[Excerpts of pointing data]
- - - -
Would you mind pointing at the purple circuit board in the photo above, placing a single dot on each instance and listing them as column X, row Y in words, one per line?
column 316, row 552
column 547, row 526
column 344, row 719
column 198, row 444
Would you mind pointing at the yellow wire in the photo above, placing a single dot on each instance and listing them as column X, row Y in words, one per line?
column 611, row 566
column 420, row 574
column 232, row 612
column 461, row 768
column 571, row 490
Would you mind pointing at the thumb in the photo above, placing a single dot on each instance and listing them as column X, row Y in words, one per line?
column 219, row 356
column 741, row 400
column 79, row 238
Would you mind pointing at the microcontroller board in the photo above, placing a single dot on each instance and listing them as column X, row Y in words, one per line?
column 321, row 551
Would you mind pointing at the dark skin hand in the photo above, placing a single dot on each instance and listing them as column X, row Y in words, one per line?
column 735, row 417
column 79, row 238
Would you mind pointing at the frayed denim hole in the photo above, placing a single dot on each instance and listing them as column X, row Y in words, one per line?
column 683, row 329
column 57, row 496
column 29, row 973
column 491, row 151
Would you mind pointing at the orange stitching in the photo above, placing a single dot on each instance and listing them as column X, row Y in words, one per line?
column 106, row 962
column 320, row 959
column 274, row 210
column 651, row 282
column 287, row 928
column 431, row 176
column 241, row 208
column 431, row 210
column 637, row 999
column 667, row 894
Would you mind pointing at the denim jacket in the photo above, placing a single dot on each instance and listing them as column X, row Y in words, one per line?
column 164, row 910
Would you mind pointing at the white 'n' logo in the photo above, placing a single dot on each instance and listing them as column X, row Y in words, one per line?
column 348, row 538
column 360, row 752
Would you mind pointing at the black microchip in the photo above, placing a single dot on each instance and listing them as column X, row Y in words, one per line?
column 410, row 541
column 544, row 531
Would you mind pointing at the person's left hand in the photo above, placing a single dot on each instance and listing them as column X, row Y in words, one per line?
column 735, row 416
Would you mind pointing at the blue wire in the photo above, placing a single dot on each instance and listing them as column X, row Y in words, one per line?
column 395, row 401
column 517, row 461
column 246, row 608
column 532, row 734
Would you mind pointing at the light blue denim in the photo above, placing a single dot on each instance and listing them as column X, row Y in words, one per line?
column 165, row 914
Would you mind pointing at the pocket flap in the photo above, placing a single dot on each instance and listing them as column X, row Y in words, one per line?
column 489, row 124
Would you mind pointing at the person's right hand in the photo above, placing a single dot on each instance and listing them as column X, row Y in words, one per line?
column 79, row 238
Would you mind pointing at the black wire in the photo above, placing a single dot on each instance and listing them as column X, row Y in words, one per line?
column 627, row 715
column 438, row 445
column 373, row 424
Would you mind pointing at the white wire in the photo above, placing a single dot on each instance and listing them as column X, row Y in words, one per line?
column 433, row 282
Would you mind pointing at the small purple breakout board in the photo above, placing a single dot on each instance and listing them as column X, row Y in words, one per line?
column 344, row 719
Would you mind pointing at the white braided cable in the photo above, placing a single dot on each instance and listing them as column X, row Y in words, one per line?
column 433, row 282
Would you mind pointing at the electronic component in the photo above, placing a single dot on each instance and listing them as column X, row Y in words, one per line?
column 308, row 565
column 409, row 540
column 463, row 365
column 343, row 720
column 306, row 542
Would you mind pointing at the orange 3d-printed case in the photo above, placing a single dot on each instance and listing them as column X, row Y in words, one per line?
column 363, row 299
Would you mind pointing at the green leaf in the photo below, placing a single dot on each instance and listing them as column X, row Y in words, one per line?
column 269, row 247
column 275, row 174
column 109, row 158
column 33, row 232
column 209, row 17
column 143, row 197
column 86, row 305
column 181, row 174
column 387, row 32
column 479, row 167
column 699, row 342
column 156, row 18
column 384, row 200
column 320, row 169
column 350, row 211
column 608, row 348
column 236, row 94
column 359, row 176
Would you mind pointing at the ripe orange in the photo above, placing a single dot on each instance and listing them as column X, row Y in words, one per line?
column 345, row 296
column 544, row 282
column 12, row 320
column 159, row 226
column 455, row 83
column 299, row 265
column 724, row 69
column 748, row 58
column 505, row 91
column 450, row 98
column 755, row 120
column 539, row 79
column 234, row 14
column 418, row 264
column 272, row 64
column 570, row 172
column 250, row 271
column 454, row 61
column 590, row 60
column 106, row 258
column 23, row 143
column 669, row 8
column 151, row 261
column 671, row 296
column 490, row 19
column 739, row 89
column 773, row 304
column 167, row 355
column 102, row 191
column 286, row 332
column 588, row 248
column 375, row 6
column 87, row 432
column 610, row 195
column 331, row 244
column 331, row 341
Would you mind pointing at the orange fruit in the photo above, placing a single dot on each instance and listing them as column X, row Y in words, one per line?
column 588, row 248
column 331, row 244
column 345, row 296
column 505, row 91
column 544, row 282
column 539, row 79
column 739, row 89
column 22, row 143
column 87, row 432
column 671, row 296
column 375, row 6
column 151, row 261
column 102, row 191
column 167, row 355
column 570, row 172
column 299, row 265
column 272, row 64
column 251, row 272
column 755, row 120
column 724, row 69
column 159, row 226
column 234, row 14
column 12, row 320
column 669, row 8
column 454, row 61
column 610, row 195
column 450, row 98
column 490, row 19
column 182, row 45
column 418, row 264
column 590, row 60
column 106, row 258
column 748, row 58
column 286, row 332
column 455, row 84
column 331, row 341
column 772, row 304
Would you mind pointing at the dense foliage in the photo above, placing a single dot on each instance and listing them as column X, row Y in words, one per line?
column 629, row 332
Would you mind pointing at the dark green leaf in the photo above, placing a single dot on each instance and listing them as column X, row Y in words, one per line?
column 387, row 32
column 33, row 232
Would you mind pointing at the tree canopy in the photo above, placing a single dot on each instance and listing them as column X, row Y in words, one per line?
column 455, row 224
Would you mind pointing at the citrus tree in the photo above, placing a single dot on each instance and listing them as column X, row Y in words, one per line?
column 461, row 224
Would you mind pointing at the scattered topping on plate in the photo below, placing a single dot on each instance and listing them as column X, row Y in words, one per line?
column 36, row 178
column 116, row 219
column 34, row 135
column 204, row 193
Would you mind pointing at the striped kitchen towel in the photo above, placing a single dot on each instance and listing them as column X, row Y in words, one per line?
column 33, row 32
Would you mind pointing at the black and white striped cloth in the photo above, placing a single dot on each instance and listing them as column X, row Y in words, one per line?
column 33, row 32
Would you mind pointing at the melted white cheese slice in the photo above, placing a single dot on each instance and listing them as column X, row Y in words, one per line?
- - - -
Please repeat the part of the records that opens with the line containing "Would you mind pointing at the denim" and closes with the line containing "column 735, row 416", keeping both of those lines.

Would you mind pointing at the denim jacket in the photo above, placing a single dot on each instance and listing them as column X, row Y in words, one per line?
column 164, row 910
Would you mind pointing at the white 'n' logo in the photo above, placing a single dot on each instance and listing them as column X, row Y in words, one per line?
column 348, row 538
column 360, row 752
Would you mind pointing at the black microchip in the photo above, placing a single dot on each instance and listing them as column X, row Y in words, one per line?
column 410, row 541
column 544, row 531
Would you mind pointing at the person's left hand in the photo above, placing a single dot on each instance and listing them as column X, row Y in words, one per line?
column 735, row 416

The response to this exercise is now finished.